◆ JOB
Write out exactly, please, the lines from the one containing "of the rusted" to the end of the material.

◆ DATA SHOWN
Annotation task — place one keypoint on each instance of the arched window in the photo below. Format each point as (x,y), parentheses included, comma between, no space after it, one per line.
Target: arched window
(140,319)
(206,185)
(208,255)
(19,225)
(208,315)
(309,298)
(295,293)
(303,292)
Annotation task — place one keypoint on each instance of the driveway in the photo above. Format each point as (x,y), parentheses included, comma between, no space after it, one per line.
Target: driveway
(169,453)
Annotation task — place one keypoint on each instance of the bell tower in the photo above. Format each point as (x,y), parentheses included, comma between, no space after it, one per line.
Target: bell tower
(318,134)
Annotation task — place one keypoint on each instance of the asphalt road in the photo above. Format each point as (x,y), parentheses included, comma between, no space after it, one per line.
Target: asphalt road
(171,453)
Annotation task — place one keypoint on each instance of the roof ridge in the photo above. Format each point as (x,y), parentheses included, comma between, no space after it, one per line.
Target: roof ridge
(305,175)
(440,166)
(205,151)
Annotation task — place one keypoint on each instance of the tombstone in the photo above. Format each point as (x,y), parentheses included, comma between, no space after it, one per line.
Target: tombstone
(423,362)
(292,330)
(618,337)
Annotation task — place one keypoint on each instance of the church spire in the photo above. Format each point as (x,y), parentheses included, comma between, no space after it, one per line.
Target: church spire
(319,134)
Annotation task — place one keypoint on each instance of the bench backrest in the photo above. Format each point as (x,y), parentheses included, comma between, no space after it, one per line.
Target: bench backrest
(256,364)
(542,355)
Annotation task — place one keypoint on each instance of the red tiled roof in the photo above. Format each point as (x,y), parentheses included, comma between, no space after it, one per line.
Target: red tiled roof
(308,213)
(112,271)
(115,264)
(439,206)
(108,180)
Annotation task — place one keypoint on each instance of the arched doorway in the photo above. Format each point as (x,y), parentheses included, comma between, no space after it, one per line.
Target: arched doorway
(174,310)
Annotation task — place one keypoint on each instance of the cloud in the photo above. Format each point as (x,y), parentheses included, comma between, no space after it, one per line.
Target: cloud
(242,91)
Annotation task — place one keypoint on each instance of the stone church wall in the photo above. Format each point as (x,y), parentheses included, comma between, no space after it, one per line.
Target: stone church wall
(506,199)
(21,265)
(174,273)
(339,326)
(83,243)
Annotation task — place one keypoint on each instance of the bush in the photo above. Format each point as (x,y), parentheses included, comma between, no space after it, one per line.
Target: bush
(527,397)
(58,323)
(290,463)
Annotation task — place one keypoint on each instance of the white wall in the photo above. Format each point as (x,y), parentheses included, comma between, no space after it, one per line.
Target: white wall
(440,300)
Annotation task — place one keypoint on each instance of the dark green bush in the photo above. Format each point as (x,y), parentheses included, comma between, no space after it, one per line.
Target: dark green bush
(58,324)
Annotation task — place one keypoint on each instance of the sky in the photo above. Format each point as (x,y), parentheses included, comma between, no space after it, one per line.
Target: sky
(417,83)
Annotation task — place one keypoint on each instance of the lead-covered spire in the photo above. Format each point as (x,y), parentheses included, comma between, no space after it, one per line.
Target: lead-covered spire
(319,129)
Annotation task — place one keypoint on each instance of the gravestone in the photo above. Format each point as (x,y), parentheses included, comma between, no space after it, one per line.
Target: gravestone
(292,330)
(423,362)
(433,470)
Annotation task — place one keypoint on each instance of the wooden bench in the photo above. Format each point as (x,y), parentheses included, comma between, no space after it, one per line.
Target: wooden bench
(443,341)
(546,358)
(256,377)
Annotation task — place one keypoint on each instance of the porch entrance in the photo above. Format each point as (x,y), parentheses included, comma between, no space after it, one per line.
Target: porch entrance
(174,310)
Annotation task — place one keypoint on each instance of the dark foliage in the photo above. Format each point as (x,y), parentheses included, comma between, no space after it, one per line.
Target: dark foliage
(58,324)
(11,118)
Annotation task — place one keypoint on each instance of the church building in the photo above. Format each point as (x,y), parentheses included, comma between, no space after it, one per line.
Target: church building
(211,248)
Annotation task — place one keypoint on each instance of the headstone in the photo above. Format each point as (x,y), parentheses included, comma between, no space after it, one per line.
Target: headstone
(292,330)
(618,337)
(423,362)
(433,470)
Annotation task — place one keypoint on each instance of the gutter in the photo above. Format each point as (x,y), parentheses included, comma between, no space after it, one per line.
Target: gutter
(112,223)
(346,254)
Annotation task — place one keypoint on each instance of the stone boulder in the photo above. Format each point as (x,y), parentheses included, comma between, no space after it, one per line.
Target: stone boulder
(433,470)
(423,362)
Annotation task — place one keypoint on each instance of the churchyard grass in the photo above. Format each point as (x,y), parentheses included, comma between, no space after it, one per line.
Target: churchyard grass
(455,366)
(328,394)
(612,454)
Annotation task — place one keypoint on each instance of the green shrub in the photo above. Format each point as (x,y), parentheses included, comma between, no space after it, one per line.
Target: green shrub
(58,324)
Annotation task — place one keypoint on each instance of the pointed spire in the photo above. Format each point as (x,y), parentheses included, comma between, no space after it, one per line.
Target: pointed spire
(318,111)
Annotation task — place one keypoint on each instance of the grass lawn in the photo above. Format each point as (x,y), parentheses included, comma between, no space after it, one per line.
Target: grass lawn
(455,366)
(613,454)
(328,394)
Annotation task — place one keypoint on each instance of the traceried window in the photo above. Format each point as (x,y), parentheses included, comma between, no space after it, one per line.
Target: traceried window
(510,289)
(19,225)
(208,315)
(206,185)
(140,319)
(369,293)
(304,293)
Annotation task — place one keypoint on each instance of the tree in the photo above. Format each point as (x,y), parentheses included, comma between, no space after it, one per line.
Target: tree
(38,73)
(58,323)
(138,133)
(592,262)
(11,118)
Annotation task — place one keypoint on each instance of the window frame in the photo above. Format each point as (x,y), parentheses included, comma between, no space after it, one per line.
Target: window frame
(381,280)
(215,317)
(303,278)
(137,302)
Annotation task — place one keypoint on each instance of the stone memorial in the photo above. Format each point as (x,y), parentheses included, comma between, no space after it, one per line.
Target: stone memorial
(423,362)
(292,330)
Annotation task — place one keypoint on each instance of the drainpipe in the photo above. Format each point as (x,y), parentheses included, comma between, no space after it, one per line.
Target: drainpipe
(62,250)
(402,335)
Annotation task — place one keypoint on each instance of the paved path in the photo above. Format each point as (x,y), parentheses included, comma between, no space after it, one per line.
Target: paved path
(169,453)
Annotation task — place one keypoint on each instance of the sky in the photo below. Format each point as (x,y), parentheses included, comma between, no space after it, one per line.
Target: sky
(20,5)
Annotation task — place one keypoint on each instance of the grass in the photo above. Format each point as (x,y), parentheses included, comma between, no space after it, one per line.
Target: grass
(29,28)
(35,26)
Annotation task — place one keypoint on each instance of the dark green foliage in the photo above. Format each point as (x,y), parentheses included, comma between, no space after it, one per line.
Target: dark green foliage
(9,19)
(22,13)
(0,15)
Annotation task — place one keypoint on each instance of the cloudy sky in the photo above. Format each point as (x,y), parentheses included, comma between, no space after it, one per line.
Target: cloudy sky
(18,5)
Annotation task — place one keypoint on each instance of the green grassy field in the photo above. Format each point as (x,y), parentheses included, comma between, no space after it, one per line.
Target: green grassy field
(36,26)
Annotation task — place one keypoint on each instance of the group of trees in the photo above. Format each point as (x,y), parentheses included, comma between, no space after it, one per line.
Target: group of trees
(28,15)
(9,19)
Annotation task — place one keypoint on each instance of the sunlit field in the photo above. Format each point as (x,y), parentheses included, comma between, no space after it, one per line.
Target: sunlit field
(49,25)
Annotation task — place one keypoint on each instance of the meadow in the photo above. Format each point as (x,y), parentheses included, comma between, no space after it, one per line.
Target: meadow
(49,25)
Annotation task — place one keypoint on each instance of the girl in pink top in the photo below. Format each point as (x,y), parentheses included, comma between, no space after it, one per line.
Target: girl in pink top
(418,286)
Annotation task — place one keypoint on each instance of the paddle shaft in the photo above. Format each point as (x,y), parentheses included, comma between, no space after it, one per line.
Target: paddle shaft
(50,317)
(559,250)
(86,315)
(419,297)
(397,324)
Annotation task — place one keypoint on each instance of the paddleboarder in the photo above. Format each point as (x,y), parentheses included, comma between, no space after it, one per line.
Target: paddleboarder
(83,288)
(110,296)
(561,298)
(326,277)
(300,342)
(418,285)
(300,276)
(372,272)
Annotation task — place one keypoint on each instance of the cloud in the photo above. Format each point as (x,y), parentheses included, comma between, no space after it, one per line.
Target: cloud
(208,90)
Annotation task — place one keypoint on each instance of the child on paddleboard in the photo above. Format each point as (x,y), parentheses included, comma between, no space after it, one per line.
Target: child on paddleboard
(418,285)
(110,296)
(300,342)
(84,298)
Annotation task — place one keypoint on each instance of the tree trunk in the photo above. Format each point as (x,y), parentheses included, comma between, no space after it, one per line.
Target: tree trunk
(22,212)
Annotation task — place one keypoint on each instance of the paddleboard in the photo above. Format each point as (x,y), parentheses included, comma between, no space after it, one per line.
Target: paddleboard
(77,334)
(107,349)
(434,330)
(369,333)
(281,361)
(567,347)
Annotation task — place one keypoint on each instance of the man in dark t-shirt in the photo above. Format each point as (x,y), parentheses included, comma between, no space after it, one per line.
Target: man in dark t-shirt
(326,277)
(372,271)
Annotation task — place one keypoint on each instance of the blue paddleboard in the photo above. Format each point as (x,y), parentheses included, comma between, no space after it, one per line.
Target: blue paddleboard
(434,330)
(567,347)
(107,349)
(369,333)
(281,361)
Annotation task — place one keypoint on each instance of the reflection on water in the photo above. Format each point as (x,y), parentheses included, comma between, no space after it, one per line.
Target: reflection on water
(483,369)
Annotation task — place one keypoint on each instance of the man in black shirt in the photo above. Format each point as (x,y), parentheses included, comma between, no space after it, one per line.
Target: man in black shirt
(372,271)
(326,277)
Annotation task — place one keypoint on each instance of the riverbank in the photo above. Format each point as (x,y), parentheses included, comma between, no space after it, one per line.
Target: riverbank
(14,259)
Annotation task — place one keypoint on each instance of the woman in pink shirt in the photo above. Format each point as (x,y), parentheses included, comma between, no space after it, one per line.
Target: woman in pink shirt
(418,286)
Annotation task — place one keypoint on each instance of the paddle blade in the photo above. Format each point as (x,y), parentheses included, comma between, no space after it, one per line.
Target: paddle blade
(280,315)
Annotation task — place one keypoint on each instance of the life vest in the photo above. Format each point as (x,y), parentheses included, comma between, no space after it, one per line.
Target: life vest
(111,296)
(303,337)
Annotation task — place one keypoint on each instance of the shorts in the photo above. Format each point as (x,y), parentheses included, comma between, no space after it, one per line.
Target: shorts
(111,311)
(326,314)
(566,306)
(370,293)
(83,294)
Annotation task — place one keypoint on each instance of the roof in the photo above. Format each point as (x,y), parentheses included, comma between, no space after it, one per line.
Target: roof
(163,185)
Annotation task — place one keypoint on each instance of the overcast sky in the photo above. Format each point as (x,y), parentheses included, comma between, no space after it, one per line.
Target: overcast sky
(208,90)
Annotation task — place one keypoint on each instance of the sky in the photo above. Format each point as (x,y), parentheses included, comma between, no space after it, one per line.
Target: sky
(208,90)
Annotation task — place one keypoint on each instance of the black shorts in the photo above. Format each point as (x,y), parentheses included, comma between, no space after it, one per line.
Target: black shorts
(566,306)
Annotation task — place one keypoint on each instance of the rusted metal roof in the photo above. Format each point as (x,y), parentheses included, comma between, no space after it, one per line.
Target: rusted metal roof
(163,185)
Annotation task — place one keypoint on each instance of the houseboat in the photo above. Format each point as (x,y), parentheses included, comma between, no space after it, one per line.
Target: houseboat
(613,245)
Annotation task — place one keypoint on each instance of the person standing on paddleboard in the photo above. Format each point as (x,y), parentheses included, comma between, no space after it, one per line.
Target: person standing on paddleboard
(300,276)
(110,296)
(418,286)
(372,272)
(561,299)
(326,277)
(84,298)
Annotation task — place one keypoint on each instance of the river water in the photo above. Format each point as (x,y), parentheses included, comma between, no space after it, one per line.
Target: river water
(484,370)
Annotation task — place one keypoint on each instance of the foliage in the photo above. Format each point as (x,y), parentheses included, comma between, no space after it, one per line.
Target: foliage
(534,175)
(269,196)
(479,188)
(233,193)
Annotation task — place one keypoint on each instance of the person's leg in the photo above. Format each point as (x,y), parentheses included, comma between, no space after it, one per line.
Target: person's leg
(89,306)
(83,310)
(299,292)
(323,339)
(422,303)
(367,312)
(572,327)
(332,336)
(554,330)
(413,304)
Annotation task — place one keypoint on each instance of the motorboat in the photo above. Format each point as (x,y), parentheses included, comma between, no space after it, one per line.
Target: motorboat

◆ PROBLEM SOLUTION
Annotation task — place one keypoint on each instance of the rusted metal roof in the photo above. Format each point as (x,y), parentheses included, comma between, no space after it, one per line.
Target: rusted metal roof
(163,185)
Annotation task — place one keypoint on each instance of the houseboat in the photo above. Format each point as (x,y), parentheses included, comma between, no space after it, one per line.
Target: houseboat
(613,245)
Annotation task — place one keypoint on each instance of the person standing on paddleboard in the photo above. Format each point as (x,y), parentheses included, comma between, no space after it, one per line.
Target: person standing on paddleboard
(300,276)
(110,296)
(418,286)
(372,272)
(561,299)
(326,277)
(84,298)
Annotation task — place one keypoint on each instance of the river water in the photo above. Format each point as (x,y), parentheses included, comma between, no space after it, one per line.
Target: river water
(484,370)
Annotation task — place one keypoint on each instance of the foliage in the photo above. Format each point as (x,y), parentheses included, comma between, no space after it, one per line.
Target: foliage
(534,175)
(269,196)
(479,188)
(233,193)
Annotation task — place one keypoint on each instance of the person's leg in the photo above. Format each point as (x,y), parentheses included, comma between, no space after it, one per line.
Target: person's leg
(89,306)
(83,310)
(299,292)
(323,339)
(422,303)
(367,312)
(572,327)
(332,336)
(554,330)
(413,304)
Annotation task — place one keypoint on each instance of the motorboat in the photo above. Format each point as (x,y), parentheses included, comma between, no space after it, one per line.
Target: motorboat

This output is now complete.